* [Alıştırma] Aşağıdaki hac anısından "Bu anımın yıllar" sözleriyle başlayıp "ama yapmadım elbette." sözlerine kadar süren bölümü harfi harfine yazınız.

* [Okuma Metni]
▬▬▬▬▬▬▬▬▬▬

Benim dinle imanla alakam yoktur ama yakınlarımdan sıkı dindar olanlar var.
Onlardan okumuş yazmış, dünya görgüsü olan biri hacı olmak için Mekke’ye gitmişti yıllar önce. Dönüşünde “Adamlar işin suyunu çıkarmışlar” diyerek öfkeyle anlattı. Kendisi de ticaret adamı olduğu halde “Haccı ticarete çevirmişler” diye yakınması bana garip gelmişti. Yaşına hürmeten “sen ne bekliyordun ki?” diyemedim. Ancak anlattıkları aklıma kazınmış.
“Bu yaşımızda sürünmeyelim dedik de iyi bir otelde yerimizi ayırttık. Otele girince neye uğradığımı şaşırdım. Otel bir gökdelen, odamız da epey yüksekte olduğu için manzarası da iyi hoş ama tam da Kâbe’nin dibine dikmişler koca binayı. Odamızın geniş camlarından aşağı bakınca tepeden görüyorsun. Ayağının dibinde küçücük bir kutu gibi görünüyor Kâbe. Etraf bizimki gibi yüksek otellerle dolu olduğundan Kâbe oyuncak gibi kalakalmış orta yerde. Yav yapılacak iş mi bu? Yer mi kalmamış da getirip Kâbe’nin tepesine kondurmuşsun otelleri. Gözlerini para bürümüş bunların. En çok da ne gücüme gitti biliyor musun? Otelin aşırı lüks tuvaletleri. Mütevazi olmak için giysilerinden bile soyunduğun bir ortamda beni lüks içinde oturtup Kâbe’nin tepesine mıçtıranları Allah bildiği gibi yapsın. Olacak iş mi Kâbe’den yüksekte abdest bozmak. Sifonu çekip pisliğini Kâbe’ye boşaltmak gibi. Elimden gelse tuvalete gitmezdim, o kadar utandım o kadar ayıpladım. Hacı olalım dedik dinden imandan olduk sayelerinde…”
Bu anımın yıllar sonra canlanmasının nedeni geçenlerde gördüğüm bir video. Geçen ay yani Nisan 2025’de öyle bir fırtına vurmuş ki Mekke’yi o kadar olur. Fırtına, bir yandan sel sularıyla öte yandan deli rüzgârıyla saldırıp Kâbe’nin etrafı başta olmak üzere Mekke’yi tarumar etmiş. O videoyu görünce hacı akrabamı arayıp “bak ahın tutmuş” diyesim geldi ama yapmadım elbette.

▬▬▬▬▬▬▬▬▬▬

* [Verilen Bilgiler]
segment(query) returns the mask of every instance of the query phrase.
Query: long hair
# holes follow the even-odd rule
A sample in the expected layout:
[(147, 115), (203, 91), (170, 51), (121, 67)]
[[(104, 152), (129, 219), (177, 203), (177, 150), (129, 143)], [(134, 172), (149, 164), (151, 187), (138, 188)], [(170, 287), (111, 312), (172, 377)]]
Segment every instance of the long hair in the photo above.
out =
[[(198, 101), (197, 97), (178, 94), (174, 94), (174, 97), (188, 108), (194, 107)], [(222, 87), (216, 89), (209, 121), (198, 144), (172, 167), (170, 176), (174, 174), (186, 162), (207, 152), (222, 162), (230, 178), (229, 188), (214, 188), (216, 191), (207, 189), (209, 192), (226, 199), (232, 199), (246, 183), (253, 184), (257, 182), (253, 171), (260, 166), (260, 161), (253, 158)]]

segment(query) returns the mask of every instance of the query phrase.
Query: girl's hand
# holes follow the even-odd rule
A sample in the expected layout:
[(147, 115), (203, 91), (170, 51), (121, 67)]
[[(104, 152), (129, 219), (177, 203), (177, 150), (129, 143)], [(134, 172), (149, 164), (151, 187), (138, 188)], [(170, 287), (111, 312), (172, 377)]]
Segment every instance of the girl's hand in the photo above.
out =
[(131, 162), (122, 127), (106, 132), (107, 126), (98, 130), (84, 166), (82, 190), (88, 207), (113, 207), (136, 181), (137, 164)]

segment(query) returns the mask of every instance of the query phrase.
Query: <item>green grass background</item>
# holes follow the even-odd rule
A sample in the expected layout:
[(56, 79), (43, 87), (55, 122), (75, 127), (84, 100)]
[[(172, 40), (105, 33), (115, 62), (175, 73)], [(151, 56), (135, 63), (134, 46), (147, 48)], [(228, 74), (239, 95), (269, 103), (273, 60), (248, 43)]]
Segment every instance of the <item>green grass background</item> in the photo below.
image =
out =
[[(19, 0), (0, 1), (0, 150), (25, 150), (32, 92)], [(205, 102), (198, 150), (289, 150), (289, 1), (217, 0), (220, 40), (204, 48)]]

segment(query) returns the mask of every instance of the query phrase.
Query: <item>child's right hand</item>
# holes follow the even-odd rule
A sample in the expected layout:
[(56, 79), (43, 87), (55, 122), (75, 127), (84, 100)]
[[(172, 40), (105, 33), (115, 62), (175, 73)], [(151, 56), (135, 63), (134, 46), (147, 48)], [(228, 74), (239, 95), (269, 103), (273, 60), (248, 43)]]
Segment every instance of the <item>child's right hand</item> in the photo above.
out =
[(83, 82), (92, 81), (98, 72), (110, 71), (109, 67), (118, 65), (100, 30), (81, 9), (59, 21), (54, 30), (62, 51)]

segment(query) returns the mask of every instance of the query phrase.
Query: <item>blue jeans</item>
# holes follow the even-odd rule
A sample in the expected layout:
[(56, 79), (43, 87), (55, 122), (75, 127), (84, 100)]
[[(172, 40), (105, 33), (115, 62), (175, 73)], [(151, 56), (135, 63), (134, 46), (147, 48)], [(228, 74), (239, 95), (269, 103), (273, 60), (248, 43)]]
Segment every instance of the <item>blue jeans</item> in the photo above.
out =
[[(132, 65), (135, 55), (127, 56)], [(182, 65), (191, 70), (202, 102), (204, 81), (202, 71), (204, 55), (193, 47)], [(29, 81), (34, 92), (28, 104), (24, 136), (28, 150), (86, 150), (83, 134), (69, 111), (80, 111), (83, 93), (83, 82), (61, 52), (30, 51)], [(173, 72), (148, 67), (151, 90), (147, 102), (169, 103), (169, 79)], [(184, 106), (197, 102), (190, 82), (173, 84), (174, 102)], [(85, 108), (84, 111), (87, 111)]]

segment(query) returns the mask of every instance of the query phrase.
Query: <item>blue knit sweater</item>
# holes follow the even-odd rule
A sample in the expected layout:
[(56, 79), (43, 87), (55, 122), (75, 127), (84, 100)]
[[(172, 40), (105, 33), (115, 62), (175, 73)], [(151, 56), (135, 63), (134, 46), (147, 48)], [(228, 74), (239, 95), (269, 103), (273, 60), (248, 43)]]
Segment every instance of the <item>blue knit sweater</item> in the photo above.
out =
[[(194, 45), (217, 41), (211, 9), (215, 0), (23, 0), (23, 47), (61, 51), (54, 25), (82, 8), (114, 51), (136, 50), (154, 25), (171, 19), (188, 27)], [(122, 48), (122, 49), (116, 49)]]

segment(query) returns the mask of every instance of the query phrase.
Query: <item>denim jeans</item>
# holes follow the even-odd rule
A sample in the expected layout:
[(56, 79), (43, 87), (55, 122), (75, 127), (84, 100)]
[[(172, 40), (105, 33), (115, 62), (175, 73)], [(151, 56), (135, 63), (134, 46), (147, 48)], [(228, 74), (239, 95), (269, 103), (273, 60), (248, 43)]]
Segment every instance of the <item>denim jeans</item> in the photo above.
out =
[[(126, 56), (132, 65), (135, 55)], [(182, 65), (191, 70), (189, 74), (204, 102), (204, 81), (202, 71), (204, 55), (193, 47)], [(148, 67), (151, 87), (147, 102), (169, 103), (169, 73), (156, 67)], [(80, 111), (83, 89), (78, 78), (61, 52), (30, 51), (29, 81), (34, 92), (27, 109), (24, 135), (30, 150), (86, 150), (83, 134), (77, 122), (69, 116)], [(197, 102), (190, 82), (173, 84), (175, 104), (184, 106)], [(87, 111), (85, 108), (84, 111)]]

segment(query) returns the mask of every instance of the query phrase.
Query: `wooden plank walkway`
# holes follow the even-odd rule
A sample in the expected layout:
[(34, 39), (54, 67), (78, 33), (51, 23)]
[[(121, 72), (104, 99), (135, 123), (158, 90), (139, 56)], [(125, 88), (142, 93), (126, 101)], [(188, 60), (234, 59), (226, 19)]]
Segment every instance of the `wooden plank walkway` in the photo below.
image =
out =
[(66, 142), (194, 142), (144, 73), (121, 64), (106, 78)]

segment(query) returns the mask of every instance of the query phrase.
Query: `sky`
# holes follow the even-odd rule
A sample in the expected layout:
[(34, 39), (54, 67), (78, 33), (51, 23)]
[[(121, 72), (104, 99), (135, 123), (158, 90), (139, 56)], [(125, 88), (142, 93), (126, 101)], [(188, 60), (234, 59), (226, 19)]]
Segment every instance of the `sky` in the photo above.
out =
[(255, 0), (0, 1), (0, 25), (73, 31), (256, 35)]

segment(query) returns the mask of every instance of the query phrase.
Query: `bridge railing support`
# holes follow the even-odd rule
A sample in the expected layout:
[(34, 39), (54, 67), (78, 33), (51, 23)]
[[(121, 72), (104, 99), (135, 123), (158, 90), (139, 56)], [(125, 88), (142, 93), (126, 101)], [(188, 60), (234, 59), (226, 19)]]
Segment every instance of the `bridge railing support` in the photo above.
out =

▬▬▬▬▬▬▬▬▬▬

* [Tamamlanmış Alıştırma]
Bu anımın yıllar sonra canlanmasının nedeni geçenlerde gördüğüm bir video. Geçen ay yani Nisan 2025’de öyle bir fırtına vurmuş ki Mekke’yi o kadar olur. Fırtına, bir yandan sel sularıyla öte yandan deli rüzgârıyla saldırıp Kâbe’nin etrafı başta olmak üzere Mekke’yi tarumar etmiş. O videoyu görünce hacı akrabamı arayıp “bak ahın tutmuş” diyesim geldi ama yapmadım elbette.